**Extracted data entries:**
------------------------------------------------

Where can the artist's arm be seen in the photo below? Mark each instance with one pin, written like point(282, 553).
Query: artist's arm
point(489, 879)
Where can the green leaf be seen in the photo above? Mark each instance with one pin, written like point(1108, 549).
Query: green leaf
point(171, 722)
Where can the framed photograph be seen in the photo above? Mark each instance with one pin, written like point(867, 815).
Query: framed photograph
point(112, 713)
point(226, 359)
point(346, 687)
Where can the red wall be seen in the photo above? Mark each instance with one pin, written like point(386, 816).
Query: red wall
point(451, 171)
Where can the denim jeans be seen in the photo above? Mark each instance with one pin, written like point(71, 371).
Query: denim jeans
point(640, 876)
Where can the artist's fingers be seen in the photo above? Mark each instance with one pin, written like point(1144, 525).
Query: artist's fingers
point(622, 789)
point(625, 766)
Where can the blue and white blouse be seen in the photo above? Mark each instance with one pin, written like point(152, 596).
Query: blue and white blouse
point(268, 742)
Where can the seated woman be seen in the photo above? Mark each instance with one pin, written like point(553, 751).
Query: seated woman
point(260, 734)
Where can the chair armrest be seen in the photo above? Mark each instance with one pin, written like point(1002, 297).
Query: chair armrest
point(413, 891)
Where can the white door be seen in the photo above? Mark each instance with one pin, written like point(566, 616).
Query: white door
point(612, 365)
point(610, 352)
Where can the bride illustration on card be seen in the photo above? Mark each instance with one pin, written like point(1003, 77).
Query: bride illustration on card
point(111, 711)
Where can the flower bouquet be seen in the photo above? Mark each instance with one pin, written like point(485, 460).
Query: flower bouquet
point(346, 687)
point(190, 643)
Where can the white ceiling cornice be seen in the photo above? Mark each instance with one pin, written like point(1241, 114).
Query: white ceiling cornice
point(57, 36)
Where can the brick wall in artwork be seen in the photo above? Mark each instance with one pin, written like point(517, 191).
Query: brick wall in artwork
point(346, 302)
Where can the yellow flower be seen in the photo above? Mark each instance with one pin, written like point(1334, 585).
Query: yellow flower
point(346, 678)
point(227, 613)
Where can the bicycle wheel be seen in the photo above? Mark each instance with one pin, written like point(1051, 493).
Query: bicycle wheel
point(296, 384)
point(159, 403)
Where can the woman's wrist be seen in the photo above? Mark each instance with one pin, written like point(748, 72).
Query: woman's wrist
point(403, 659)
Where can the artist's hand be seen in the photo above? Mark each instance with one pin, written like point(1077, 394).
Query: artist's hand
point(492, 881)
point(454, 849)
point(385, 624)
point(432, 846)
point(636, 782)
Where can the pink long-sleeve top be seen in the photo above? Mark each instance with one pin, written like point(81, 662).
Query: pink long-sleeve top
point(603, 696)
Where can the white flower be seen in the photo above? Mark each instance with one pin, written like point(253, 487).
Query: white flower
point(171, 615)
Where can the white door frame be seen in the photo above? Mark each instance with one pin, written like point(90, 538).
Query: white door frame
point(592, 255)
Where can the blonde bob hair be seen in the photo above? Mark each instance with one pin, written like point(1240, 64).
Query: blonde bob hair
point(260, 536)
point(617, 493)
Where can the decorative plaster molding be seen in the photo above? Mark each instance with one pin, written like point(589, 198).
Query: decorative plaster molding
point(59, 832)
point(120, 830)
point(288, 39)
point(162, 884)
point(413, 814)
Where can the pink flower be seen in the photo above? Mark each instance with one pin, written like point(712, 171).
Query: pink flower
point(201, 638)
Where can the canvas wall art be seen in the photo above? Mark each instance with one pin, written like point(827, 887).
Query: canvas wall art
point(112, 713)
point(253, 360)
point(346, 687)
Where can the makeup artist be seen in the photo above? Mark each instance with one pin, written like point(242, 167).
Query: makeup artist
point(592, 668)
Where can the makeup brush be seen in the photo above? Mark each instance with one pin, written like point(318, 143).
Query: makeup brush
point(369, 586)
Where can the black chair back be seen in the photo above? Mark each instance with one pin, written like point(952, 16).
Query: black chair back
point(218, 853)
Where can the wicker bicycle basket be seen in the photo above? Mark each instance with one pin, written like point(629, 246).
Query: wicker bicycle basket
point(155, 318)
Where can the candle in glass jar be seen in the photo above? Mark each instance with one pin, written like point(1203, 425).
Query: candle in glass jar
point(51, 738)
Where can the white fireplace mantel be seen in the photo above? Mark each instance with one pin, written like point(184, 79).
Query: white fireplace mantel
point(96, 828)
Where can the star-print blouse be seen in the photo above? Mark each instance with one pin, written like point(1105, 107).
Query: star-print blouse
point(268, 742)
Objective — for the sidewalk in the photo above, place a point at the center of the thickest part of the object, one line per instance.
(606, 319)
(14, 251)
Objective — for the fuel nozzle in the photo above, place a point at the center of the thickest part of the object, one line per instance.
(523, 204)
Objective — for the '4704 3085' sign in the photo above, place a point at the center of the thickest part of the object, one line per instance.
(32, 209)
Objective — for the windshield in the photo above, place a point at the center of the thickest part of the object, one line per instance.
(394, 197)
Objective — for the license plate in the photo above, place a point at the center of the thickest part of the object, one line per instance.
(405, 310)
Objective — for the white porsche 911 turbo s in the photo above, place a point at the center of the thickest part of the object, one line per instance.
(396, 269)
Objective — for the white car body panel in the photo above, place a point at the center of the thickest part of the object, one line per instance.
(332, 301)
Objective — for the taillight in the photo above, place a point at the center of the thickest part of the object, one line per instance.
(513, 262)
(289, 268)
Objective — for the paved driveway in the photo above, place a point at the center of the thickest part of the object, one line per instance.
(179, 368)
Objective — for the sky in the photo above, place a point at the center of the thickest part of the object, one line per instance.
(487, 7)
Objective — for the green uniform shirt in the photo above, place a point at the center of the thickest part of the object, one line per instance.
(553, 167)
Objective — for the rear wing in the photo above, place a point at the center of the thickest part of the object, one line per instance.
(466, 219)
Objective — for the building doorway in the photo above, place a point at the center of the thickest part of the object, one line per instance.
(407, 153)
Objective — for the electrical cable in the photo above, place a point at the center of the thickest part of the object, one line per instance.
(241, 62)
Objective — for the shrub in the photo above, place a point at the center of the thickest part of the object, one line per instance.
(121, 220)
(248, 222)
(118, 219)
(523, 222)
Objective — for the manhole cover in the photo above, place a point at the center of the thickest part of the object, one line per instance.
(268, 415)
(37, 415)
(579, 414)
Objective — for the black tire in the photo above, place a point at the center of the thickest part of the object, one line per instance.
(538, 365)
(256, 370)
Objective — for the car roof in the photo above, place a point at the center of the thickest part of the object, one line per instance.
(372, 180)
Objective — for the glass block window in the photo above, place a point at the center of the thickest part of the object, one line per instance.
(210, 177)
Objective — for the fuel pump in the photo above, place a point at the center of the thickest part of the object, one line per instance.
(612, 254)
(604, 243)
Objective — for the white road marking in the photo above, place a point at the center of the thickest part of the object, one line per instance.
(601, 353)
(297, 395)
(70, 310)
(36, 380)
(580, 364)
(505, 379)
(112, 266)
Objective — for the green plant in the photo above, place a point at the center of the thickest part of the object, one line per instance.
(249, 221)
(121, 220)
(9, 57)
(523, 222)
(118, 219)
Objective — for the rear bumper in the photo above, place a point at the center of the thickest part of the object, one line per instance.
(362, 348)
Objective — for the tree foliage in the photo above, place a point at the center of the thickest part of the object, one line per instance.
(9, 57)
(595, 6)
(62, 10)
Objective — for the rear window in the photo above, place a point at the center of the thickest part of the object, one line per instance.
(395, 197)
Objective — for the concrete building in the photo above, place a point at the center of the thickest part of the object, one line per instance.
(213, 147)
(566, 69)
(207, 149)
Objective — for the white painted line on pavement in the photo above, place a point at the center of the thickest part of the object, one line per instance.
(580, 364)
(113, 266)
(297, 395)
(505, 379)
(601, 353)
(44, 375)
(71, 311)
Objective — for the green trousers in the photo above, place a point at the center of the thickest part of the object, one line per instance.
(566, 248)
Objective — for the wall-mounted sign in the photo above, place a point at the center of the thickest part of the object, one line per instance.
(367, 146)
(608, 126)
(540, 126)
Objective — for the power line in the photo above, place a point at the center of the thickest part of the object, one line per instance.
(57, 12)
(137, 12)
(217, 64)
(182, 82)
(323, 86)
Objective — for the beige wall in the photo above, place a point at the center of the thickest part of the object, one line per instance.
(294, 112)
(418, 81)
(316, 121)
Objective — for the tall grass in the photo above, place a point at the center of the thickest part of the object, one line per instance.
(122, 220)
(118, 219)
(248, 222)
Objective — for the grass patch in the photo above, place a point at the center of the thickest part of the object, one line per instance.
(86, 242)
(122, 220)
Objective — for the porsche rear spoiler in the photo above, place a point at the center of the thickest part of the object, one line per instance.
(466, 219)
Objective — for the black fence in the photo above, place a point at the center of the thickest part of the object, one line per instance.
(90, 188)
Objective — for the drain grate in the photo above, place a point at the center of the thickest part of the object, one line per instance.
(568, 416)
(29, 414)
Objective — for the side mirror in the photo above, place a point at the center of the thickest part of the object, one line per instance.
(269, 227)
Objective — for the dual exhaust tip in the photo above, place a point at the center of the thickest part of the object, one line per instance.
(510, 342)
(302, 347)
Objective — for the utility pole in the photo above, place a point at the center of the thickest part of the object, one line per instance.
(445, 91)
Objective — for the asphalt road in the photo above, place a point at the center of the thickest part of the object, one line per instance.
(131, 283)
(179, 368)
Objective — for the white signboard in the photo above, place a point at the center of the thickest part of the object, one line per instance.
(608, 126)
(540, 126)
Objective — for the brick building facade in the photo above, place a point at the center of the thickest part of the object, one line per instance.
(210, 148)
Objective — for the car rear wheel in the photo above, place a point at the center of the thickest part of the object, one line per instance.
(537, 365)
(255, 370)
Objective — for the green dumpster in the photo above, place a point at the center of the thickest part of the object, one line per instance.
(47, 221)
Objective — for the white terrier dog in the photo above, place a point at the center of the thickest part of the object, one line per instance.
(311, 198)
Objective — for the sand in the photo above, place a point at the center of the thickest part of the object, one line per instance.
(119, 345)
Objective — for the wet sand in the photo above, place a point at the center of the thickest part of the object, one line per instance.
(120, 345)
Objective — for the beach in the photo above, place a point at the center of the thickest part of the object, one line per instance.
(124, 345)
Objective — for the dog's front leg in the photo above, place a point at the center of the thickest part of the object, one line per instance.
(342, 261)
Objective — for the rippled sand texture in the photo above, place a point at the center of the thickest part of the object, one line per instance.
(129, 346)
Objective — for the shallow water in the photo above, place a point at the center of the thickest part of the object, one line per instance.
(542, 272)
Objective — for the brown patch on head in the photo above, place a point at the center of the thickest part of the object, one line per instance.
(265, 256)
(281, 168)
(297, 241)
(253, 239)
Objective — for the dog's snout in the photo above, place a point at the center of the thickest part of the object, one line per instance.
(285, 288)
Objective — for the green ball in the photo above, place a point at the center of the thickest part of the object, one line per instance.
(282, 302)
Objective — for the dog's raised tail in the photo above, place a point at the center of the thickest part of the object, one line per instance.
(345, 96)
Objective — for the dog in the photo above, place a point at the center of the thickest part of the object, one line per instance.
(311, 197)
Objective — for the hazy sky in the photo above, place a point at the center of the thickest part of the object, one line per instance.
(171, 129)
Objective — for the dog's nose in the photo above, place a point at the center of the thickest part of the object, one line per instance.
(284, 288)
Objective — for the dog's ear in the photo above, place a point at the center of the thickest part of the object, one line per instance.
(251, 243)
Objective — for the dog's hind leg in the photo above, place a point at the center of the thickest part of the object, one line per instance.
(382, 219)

------------------------------------------------

**Exercise prompt:** Rewrite the rows from the start through the row containing "point(640, 876)", inclusive, replacing "one pin" with "one marker" and leaving everything else unchanged.

**Correct output:**
Where can the artist's arm be seen in the photo below? Mark each instance with one marker, written like point(282, 553).
Query: artist's arm
point(489, 879)
Where can the green leaf be seen in the photo above? Mark each instance with one marker, written like point(1108, 549).
Query: green leaf
point(171, 722)
Where can the framed photograph be seen in the photo above? Mark each instance with one marker, written like point(867, 815).
Query: framed photograph
point(112, 713)
point(226, 359)
point(346, 687)
Where can the red wall be seen in the photo above? Mark each instance with one marker, written like point(386, 816).
Query: red wall
point(451, 171)
Where can the denim jeans be seen in the photo above? Mark each instance with one marker, written like point(71, 371).
Query: denim jeans
point(640, 876)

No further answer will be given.